⟨

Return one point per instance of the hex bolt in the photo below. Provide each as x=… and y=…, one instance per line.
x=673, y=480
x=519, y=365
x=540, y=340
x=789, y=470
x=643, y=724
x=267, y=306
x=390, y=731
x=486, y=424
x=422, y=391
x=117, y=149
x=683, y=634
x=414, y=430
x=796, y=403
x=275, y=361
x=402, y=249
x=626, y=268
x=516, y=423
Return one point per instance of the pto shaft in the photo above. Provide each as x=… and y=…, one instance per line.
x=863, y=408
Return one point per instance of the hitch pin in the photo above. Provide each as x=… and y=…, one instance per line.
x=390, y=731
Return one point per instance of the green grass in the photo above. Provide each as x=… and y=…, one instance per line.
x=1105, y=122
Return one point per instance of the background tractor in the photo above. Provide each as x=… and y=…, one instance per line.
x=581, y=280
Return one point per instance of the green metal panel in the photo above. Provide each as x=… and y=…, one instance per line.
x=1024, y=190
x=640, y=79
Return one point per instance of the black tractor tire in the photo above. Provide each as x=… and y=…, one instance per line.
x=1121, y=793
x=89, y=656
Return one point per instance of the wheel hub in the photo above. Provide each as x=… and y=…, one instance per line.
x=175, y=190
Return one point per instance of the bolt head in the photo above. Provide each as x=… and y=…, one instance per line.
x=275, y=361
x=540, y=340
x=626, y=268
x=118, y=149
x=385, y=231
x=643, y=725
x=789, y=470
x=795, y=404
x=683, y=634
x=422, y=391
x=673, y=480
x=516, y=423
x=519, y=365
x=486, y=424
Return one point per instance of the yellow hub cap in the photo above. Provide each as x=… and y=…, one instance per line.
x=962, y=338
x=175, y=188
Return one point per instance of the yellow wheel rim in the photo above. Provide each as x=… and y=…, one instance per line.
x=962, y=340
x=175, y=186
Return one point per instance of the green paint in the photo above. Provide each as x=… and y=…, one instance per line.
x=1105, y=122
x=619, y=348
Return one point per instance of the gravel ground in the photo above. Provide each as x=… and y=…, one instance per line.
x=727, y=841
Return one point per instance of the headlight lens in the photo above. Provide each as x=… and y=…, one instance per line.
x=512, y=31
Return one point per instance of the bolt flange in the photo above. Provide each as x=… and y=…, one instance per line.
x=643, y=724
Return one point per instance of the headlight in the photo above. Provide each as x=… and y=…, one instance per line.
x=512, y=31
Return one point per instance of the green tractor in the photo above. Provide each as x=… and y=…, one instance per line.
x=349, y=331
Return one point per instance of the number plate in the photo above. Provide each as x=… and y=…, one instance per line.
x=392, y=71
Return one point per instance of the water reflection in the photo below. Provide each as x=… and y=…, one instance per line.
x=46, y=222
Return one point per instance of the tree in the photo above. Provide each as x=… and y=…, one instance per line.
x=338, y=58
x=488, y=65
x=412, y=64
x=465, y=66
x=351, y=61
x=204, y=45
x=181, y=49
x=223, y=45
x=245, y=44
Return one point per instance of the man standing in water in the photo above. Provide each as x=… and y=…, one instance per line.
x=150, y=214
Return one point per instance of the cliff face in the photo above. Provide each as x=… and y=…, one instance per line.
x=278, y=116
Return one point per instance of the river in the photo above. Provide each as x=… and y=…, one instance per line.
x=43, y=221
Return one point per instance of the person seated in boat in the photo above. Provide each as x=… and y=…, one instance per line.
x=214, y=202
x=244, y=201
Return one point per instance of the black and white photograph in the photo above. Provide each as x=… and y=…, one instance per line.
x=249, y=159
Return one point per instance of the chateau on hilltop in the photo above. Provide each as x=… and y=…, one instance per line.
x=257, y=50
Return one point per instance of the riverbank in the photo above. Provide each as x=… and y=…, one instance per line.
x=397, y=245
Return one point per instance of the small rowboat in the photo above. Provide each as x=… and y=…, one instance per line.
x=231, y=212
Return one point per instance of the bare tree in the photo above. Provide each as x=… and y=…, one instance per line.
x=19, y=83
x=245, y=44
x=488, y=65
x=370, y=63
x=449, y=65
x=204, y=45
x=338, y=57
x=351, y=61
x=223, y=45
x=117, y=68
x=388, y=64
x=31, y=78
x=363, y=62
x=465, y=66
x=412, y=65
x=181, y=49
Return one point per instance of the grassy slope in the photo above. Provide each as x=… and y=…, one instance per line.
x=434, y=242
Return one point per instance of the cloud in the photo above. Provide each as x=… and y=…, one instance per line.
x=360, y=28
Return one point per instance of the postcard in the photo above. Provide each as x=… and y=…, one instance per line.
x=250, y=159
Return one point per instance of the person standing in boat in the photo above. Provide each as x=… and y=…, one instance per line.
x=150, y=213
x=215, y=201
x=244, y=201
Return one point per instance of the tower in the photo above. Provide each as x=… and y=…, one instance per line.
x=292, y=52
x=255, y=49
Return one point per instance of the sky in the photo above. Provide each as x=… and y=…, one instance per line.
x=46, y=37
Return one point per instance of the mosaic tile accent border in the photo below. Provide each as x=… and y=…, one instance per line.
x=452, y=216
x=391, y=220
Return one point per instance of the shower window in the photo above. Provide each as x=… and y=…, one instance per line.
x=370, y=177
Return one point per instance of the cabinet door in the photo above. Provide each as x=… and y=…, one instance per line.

⟩

Put every line of the items above into a Markdown table with the columns "Row" and "Line", numbering each row and leaving out blank lines.

| Row | Line |
|---|---|
| 1 | Return one point per instance of the hex bolt in the photo below. Provide each as x=… and y=…, one instance per line. |
| 2 | x=673, y=480 |
| 3 | x=519, y=365 |
| 4 | x=540, y=340 |
| 5 | x=789, y=470 |
| 6 | x=643, y=724 |
| 7 | x=267, y=306 |
| 8 | x=390, y=731 |
| 9 | x=486, y=424 |
| 10 | x=422, y=391 |
| 11 | x=117, y=149 |
| 12 | x=683, y=634 |
| 13 | x=414, y=430 |
| 14 | x=796, y=403 |
| 15 | x=275, y=361 |
| 16 | x=402, y=249 |
| 17 | x=626, y=268 |
| 18 | x=516, y=423 |
| 19 | Return one point per instance of the pto shaft in the photo above. Provide each as x=… and y=…, one instance per line. |
| 20 | x=863, y=408 |
| 21 | Return one point per instance of the hitch pin in the photo above. Provide each as x=… and y=…, one instance per line. |
| 22 | x=390, y=731 |
| 23 | Return one point per instance of the green grass in the photo above. Provide each as x=… and y=…, one instance per line. |
| 24 | x=1105, y=122 |
| 25 | Return one point per instance of the background tractor in the photo above. Provide each as x=… and y=…, one instance per line. |
| 26 | x=581, y=280 |
| 27 | Return one point per instance of the green metal panel in the photo above. Provide each as x=… and y=…, one instance per line. |
| 28 | x=1024, y=190 |
| 29 | x=640, y=79 |
| 30 | Return one point per instance of the black tractor tire in the photo above. Provide each as x=… and y=…, one instance per line. |
| 31 | x=1121, y=793 |
| 32 | x=89, y=656 |
| 33 | Return one point per instance of the wheel hub in the photo above. Provide each as x=… and y=…, one instance per line. |
| 34 | x=175, y=190 |
| 35 | Return one point per instance of the bolt head in the photo above. Provide each as x=… and y=…, one instance per line. |
| 36 | x=275, y=361 |
| 37 | x=540, y=340 |
| 38 | x=626, y=268 |
| 39 | x=118, y=149 |
| 40 | x=385, y=231 |
| 41 | x=643, y=725 |
| 42 | x=789, y=470 |
| 43 | x=795, y=404 |
| 44 | x=683, y=634 |
| 45 | x=422, y=391 |
| 46 | x=673, y=480 |
| 47 | x=516, y=423 |
| 48 | x=519, y=365 |
| 49 | x=486, y=424 |
| 50 | Return one point per instance of the yellow hub cap in the photo above. Provide each as x=… and y=…, one instance per line. |
| 51 | x=962, y=338 |
| 52 | x=175, y=188 |
| 53 | Return one point per instance of the yellow wheel rim in the photo above. Provide each as x=… and y=…, one instance per line. |
| 54 | x=962, y=340 |
| 55 | x=175, y=186 |
| 56 | Return one point per instance of the green paint in the photo above. Provide each as x=… and y=…, one instance per line. |
| 57 | x=1105, y=122 |
| 58 | x=619, y=348 |
| 59 | Return one point per instance of the gravel ground in the photo above. Provide each as x=… and y=…, one instance per line. |
| 60 | x=727, y=841 |
| 61 | Return one point per instance of the headlight lens in the photo above. Provide each as x=… and y=…, one instance per line. |
| 62 | x=512, y=31 |
| 63 | Return one point per instance of the bolt flange in the photo above. Provide each as x=… and y=…, one instance per line. |
| 64 | x=643, y=724 |
| 65 | Return one point per instance of the headlight in the photo above. Provide each as x=… and y=…, one instance per line. |
| 66 | x=512, y=31 |
| 67 | Return one point per instance of the green tractor in the photo above. Provide each as x=… and y=…, one instance per line. |
| 68 | x=349, y=331 |
| 69 | Return one point per instance of the number plate in the photo above. Provide each as x=… and y=…, one instance per line. |
| 70 | x=392, y=71 |
| 71 | Return one point per instance of the water reflection in the photo below. Provide each as x=… and y=…, one instance per line. |
| 72 | x=46, y=222 |
| 73 | Return one point per instance of the tree in the photo above. Provide each as x=… and y=…, one instance per line. |
| 74 | x=338, y=58 |
| 75 | x=488, y=65 |
| 76 | x=412, y=64 |
| 77 | x=465, y=66 |
| 78 | x=351, y=61 |
| 79 | x=204, y=45 |
| 80 | x=181, y=49 |
| 81 | x=223, y=45 |
| 82 | x=245, y=44 |
| 83 | Return one point per instance of the man standing in water in the photo above. Provide each as x=… and y=…, one instance per line. |
| 84 | x=150, y=214 |
| 85 | Return one point per instance of the cliff face in the photo above. Provide each as x=… and y=…, one instance per line. |
| 86 | x=278, y=116 |
| 87 | Return one point per instance of the river in the photo above. Provide each as x=… and y=…, one instance per line. |
| 88 | x=43, y=221 |
| 89 | Return one point per instance of the person seated in boat in the photo above. Provide each as x=… and y=…, one instance per line. |
| 90 | x=214, y=202 |
| 91 | x=244, y=201 |
| 92 | Return one point per instance of the black and white photograph in the photo above. Provide each as x=… and y=…, one instance per line. |
| 93 | x=249, y=159 |
| 94 | Return one point per instance of the chateau on hilltop in the photo above. Provide each as x=… and y=…, one instance per line. |
| 95 | x=257, y=50 |
| 96 | Return one point per instance of the riverbank in the photo above. Provide each as x=… and y=…, one instance per line. |
| 97 | x=397, y=245 |
| 98 | Return one point per instance of the small rowboat in the photo above. Provide each as x=… and y=…, one instance per line. |
| 99 | x=231, y=212 |
| 100 | Return one point per instance of the bare tree in the photo above. Provide each as x=… and y=…, one instance per line. |
| 101 | x=19, y=83 |
| 102 | x=245, y=44 |
| 103 | x=488, y=65 |
| 104 | x=370, y=63 |
| 105 | x=449, y=65 |
| 106 | x=204, y=45 |
| 107 | x=338, y=57 |
| 108 | x=351, y=61 |
| 109 | x=223, y=45 |
| 110 | x=117, y=68 |
| 111 | x=388, y=64 |
| 112 | x=31, y=78 |
| 113 | x=363, y=62 |
| 114 | x=465, y=66 |
| 115 | x=412, y=65 |
| 116 | x=181, y=49 |
| 117 | Return one point per instance of the grassy slope in the photo above. Provide each as x=… and y=…, one instance per line. |
| 118 | x=434, y=242 |
| 119 | Return one point per instance of the cloud in the photo above. Provide each as x=… and y=…, one instance per line. |
| 120 | x=360, y=28 |
| 121 | Return one point per instance of the postcard in the photo above. Provide each as x=… and y=…, one instance per line. |
| 122 | x=250, y=159 |
| 123 | Return one point per instance of the person standing in boat in the photo above. Provide each as x=… and y=…, one instance per line. |
| 124 | x=150, y=213 |
| 125 | x=215, y=201 |
| 126 | x=244, y=201 |
| 127 | Return one point per instance of the tower in the photo above. Provide each as x=… and y=…, one instance per line. |
| 128 | x=292, y=52 |
| 129 | x=255, y=49 |
| 130 | Return one point per instance of the sky in the photo above. Provide each as x=… and y=…, one instance per line. |
| 131 | x=46, y=37 |
| 132 | Return one point per instance of the mosaic tile accent border in the photo below. Provide each as x=… and y=…, one instance per line. |
| 133 | x=452, y=216 |
| 134 | x=391, y=220 |
| 135 | Return one point per instance of the shower window in the photo above. Provide each as x=… and y=…, one instance per line. |
| 136 | x=370, y=177 |
| 137 | Return one point per instance of the cabinet door in the photo above. Provide each as x=… and y=…, one instance per line. |